▸ **What to work on**
Count the lines in the rows below that contain the word "railing", matching case exactly, and reply with the number only.

▸ **Dataset records**
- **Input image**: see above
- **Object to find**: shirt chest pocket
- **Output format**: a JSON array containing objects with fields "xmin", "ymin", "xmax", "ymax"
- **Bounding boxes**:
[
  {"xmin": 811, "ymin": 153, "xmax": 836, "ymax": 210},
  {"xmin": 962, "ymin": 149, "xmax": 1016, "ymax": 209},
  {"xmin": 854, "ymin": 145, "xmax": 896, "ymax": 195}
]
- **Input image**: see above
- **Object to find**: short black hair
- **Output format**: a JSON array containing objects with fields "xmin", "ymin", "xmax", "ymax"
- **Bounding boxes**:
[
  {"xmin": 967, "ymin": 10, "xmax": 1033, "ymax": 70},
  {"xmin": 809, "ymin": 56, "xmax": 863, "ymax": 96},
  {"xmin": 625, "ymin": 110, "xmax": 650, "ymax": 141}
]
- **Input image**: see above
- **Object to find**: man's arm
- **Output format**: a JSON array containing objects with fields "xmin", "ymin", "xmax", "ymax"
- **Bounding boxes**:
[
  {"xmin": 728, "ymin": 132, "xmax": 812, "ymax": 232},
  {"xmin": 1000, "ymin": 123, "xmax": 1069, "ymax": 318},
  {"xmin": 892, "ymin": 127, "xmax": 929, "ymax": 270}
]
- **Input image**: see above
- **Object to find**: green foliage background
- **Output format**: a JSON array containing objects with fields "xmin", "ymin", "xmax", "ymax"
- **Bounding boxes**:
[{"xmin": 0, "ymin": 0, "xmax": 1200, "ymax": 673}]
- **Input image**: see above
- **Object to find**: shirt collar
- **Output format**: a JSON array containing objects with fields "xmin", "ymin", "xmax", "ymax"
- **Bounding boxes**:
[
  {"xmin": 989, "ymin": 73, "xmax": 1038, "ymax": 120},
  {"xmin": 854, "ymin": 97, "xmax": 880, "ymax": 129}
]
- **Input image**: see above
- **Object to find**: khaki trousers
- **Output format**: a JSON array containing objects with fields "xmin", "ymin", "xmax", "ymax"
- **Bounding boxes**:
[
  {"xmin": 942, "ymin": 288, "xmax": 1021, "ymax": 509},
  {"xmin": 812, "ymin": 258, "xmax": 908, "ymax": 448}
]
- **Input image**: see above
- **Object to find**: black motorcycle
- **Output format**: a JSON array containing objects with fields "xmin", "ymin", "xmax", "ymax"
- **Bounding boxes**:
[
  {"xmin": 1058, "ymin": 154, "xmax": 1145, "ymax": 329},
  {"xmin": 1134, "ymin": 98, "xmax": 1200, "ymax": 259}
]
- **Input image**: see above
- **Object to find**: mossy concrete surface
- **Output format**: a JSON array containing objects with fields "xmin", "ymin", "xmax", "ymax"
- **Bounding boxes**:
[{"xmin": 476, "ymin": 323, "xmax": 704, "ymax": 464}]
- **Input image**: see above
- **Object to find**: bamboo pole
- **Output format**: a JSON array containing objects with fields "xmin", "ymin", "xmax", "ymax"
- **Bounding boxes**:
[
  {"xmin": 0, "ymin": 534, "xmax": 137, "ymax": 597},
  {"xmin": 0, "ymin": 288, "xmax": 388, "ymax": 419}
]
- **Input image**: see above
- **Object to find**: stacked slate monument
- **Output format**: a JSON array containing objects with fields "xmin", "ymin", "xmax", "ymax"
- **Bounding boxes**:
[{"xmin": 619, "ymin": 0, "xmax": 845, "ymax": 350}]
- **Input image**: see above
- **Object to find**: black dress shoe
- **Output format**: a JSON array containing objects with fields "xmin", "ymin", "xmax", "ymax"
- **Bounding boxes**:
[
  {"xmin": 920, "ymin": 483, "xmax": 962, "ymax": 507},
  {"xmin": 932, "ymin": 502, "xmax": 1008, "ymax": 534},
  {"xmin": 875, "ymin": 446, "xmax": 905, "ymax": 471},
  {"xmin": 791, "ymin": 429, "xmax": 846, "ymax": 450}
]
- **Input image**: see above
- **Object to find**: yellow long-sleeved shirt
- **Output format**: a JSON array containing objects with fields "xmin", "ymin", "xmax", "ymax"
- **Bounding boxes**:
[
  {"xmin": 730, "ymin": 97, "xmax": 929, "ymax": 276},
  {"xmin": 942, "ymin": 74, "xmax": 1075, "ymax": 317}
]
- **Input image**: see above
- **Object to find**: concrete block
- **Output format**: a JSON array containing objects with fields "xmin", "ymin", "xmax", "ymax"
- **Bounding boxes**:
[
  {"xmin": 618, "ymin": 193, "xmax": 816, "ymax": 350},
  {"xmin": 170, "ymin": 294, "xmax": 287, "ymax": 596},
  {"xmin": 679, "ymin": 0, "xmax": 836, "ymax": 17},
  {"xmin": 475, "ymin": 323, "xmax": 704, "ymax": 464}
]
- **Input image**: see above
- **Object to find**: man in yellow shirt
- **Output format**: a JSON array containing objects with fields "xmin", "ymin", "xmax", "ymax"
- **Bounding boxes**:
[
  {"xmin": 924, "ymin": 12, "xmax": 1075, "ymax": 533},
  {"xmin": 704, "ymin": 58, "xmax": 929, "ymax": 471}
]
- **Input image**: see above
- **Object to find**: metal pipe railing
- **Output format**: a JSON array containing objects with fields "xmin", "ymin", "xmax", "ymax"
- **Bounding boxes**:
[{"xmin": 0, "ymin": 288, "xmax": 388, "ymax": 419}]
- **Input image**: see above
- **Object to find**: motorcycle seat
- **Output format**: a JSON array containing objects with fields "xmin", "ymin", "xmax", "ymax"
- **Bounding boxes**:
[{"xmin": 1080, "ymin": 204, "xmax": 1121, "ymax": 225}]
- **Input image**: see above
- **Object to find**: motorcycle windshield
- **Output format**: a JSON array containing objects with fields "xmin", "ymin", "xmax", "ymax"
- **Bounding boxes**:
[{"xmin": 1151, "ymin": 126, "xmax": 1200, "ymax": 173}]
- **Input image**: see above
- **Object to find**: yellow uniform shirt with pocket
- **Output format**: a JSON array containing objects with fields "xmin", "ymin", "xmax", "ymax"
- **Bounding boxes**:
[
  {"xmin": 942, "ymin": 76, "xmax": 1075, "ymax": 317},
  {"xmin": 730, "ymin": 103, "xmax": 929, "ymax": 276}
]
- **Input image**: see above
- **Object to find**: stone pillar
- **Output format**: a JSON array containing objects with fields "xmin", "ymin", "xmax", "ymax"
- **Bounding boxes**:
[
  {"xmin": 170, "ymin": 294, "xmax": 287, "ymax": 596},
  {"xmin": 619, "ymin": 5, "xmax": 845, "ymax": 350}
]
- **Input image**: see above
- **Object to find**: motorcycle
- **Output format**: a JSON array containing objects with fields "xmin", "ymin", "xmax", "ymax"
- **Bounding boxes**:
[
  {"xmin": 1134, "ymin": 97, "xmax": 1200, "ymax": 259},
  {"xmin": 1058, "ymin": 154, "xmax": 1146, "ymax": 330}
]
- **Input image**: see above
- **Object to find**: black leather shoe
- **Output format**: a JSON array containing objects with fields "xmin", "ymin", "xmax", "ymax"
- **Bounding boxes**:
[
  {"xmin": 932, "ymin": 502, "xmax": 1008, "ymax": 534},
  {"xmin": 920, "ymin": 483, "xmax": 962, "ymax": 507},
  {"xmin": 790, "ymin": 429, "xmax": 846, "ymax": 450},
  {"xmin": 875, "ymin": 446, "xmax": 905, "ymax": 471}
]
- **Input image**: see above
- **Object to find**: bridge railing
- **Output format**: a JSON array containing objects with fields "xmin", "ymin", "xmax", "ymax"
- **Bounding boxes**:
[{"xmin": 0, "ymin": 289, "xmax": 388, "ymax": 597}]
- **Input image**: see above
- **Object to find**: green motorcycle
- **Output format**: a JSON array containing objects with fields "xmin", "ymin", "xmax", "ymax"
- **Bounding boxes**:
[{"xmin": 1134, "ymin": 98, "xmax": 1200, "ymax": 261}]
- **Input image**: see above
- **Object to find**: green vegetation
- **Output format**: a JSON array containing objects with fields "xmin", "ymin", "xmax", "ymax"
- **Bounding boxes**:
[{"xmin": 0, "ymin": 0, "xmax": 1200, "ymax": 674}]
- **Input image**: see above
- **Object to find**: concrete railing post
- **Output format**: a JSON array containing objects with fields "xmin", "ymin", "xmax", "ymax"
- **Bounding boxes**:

▸ **Task result**
3